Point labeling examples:

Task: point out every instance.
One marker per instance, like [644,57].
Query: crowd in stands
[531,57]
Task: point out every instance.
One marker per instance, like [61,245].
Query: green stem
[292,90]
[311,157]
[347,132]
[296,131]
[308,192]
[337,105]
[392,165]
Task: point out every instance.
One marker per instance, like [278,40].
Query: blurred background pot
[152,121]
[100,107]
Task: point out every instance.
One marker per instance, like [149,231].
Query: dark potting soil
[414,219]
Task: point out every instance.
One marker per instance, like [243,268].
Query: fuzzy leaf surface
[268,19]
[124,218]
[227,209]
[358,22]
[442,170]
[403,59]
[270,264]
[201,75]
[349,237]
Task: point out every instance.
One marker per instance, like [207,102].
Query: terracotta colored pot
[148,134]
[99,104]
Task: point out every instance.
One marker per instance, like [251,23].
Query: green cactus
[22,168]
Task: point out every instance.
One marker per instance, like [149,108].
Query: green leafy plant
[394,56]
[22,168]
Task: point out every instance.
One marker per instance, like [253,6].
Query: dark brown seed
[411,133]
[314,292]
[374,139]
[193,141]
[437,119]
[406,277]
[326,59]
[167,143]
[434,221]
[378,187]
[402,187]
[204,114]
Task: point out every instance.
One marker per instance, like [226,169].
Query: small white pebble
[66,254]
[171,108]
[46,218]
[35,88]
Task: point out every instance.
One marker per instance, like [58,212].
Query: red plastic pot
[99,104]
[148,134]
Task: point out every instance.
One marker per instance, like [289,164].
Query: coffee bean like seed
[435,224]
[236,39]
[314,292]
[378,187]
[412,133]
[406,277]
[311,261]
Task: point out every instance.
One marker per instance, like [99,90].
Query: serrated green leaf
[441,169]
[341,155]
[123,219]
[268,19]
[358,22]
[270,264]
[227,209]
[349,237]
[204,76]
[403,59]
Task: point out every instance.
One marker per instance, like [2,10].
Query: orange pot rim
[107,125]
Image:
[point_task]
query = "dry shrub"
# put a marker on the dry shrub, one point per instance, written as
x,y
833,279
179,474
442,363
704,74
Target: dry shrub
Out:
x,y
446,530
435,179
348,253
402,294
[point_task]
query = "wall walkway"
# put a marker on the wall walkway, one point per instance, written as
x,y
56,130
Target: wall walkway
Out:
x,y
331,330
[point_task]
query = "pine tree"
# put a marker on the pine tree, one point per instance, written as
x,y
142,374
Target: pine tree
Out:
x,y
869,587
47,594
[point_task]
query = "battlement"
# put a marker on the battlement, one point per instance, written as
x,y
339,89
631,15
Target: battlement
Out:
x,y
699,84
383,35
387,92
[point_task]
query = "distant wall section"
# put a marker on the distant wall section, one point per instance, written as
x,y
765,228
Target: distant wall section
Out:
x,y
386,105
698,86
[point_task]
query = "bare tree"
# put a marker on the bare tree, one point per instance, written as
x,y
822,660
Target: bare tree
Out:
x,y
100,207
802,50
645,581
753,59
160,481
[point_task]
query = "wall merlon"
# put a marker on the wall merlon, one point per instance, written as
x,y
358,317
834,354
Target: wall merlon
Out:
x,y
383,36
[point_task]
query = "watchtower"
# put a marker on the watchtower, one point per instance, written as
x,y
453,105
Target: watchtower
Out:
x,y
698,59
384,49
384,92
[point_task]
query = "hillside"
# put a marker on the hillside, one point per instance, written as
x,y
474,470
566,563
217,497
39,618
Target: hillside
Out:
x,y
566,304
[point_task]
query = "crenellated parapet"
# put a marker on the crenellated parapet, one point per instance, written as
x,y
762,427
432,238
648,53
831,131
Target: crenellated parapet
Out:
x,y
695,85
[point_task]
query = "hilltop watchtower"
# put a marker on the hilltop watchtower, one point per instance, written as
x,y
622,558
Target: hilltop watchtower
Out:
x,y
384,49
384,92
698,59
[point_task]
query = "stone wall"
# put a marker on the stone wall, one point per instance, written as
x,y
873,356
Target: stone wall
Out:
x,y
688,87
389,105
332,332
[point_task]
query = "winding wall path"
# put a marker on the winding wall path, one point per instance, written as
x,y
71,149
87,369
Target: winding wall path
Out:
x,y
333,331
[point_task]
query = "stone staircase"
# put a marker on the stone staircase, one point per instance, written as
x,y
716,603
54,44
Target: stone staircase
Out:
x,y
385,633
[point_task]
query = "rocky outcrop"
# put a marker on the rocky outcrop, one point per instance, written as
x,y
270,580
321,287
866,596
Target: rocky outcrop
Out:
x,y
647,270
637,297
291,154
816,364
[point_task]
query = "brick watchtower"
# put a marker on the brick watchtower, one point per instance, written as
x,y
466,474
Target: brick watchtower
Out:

**What the exercise asks**. Give back all the records exactly as they stand.

**Task solution**.
Task: point out every instance.
One marker per instance, like [644,57].
Query: crowd in stands
[531,57]
Task: point out every instance.
One marker per instance, like [61,245].
Query: green stem
[292,90]
[311,157]
[347,132]
[296,131]
[308,192]
[337,105]
[392,165]
Task: point out every instance.
One marker per instance, like [278,40].
Query: blurred background pot
[152,121]
[100,107]
Task: point out every instance.
One marker per instance, like [149,231].
Query: dark potting soil
[414,219]
Task: point out every instance.
One marker per instance, like [243,268].
Query: fuzzy leaf surface
[268,19]
[124,218]
[227,209]
[358,22]
[442,170]
[403,59]
[270,264]
[201,75]
[349,237]
Task: point out every instance.
One marker per instance, like [207,102].
Query: terracotta colored pot
[148,134]
[99,104]
Task: point out every instance.
One marker per instance, like [251,23].
Query: green cactus
[22,168]
Task: point out every instance.
One marker per instance, like [149,108].
Query: green leafy plant
[394,56]
[22,168]
Task: point out every instance.
One marker per instance, like [253,6].
Query: dark brown seed
[411,133]
[314,292]
[374,139]
[193,141]
[437,119]
[406,277]
[326,59]
[167,143]
[434,221]
[378,187]
[402,187]
[204,114]
Task: point out every instance.
One marker per instance, like [226,169].
Query: small white pebble
[66,254]
[171,108]
[46,218]
[35,88]
Task: point out every instance.
One marker per instance, like [58,212].
Query: red plastic pot
[99,104]
[148,134]
Task: point out every instance.
One marker per instance, like [289,164].
Query: coffee bean like seed
[435,224]
[236,39]
[314,292]
[378,187]
[412,133]
[406,277]
[311,261]
Task: point out every instance.
One marker per instance, like [99,90].
Query: serrated green leaf
[441,169]
[341,155]
[123,219]
[268,19]
[358,22]
[270,264]
[227,209]
[349,237]
[204,76]
[403,59]
Task: point out every instance.
One marker per instance, like [2,10].
Query: orange pot rim
[107,125]
Image:
[point_task]
query = "dry shrub"
# put a marker on the dry shrub, one point per instance, written as
x,y
833,279
179,474
442,363
704,74
Target: dry shrub
Out:
x,y
446,530
435,179
348,253
402,294
[point_task]
query = "wall walkway"
# put a marker on the wall walkway, one point per instance, written as
x,y
56,130
Target: wall walkway
Out:
x,y
331,330
[point_task]
query = "pine tree"
# put a marker on the pine tree, one point per instance, written as
x,y
142,374
Target: pine tree
Out:
x,y
869,587
47,594
[point_task]
query = "battlement"
# put a marker on the battlement, one point per instance, written as
x,y
339,89
631,15
Target: battlement
Out:
x,y
699,84
383,35
387,92
[point_task]
query = "distant wall section"
# put a marker on the distant wall section, one point per instance, written as
x,y
765,228
Target: distant wall section
Out:
x,y
386,105
698,86
[point_task]
query = "bare tree"
# put a marker on the bare tree, one point per instance, written as
x,y
822,660
Target: bare tree
Out:
x,y
100,207
802,50
645,581
753,59
160,481
[point_task]
query = "wall merlon"
# put a marker on the wall merlon, one point per instance, written as
x,y
358,317
834,354
Target: wall merlon
Out:
x,y
383,36
[point_task]
query = "watchtower"
# put a marker on the watchtower, one point per instance, written as
x,y
453,105
Target: watchtower
Out:
x,y
698,59
384,49
384,92
[point_task]
query = "hillside"
# put a marker on the hillside, one point per instance, written as
x,y
474,470
566,563
217,497
39,618
Target: hillside
Out:
x,y
566,304
[point_task]
query = "crenellated parapet"
# put a marker on the crenellated parapet, one point per instance, written as
x,y
762,427
432,238
648,53
831,131
Target: crenellated parapet
Out:
x,y
695,85
[point_task]
query = "hilltop watchtower"
# put a marker on the hilltop watchtower, one point per instance, written as
x,y
622,558
Target: hilltop watchtower
Out:
x,y
384,49
384,92
698,59
[point_task]
query = "stone wall"
# put a marker on the stone wall, one point per instance, written as
x,y
873,356
Target: stone wall
Out:
x,y
688,87
389,105
332,332
[point_task]
query = "winding wall path"
# put a marker on the winding wall path, one point per instance, written as
x,y
71,149
87,369
Target: winding wall path
Out:
x,y
333,331
[point_task]
query = "stone staircase"
# put a marker on the stone staircase, one point per instance, written as
x,y
716,603
54,44
Target: stone staircase
Out:
x,y
385,633
[point_task]
query = "rocky outcrop"
# put a marker on the rocky outcrop, one point per instance, written as
x,y
270,580
321,287
866,596
Target: rocky outcrop
Out:
x,y
647,270
637,297
291,154
816,364
[point_task]
query = "brick watchtower"
# put a marker on the brick watchtower, one point per instance, written as
x,y
466,474
Target: brick watchtower
Out:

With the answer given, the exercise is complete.